## Extract to read
◆ ◆ ◆ ◆
Lemon Cheesecake Pie is a no bake dessert full of bright, citrusy, lemon flavor and there is no need to even turn the oven on! A silky-smooth creamy lemon pudding cheesecake filling inside a ready-to-use graham cracker crust. Only a few minutes of prep and then the fridge does all the work.
Course Dessert
Cuisine American
Keyword lemon cheesecake pie, no bake lemon cheesecake pie
Prep Time 10 minutes
Fridge Time 8 hours
Total Time 8 hours 10 minutes
Servings 8
Calories 447kcal
Author Jessica

Ingredients

  • 1 (6 oz) ready-to-use Nilla Wafer or Graham Cracker crust
  • 2 boxes (3.4 oz each) lemon instant pudding mix
  • 2 cups half & half
  • 1 bar (8 oz) cream cheese softened
  • 1/3 cup granulated sugar (or powdered sugar also works)
  • 8 ounces Cool Whip thawed
  • fresh lemon slices (optional garnish)

Instructions

  • In a mixing bowl, whisk together the instant lemon pudding mixes and half and half until it starts to thicken and is combined. Let it sit for 3 minutes so the pudding can thicken even more.
    2 boxes (3.4 oz each) lemon instant pudding mix, 2 cups half & half
  • Evenly spread 1½ cups of the lemon pudding mixture inside the prepared crust for the 1st layer. Set aside the remaining pudding for later.
    1 (6 oz) ready-to-use Nilla Wafer or Graham Cracker crust
  • In a separate mixing bowl, using an electric hand mixer, beat the cream cheese and granulated sugar together until combined and creamy.
    1 bar (8 oz) cream cheese, 1/3 cup granulated sugar
  • Add the cool whip into the cream cheese mixture and beat on low speed just until combined.
◆ ◆ ◆ ◆
## Given records
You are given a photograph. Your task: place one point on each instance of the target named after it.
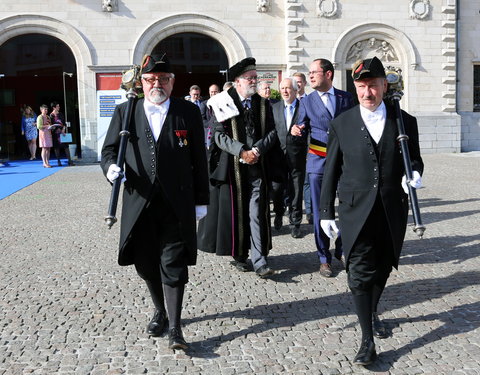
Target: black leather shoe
(325, 270)
(176, 340)
(278, 222)
(264, 271)
(366, 354)
(158, 324)
(310, 219)
(379, 329)
(341, 258)
(240, 266)
(296, 233)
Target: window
(476, 88)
◆ ◆ ◆ ◆
## Tasks and exercises
A) In the lemon cheesecake pie recipe:
(i) How long does the pie spend in the fridge?
(ii) How many minutes should the whisked pudding sit before it goes into the crust?
(iii) How much of the lemon pudding mixture is spread inside the crust for the first layer?
B) Could you revise the rows that follow the recipe so that "black leather shoe" reads "leather shoe", with nothing else changed? Leave the pictures out of your answer.

## Responses in order
A)
(i) 8 hours
(ii) 3 minutes
(iii) 1½ cups

B)
You are given a photograph. Your task: place one point on each instance of the target named after it.
Target: leather shoe
(325, 270)
(176, 340)
(278, 222)
(264, 271)
(366, 354)
(158, 324)
(310, 219)
(379, 329)
(341, 258)
(240, 266)
(296, 233)
Target: window
(476, 88)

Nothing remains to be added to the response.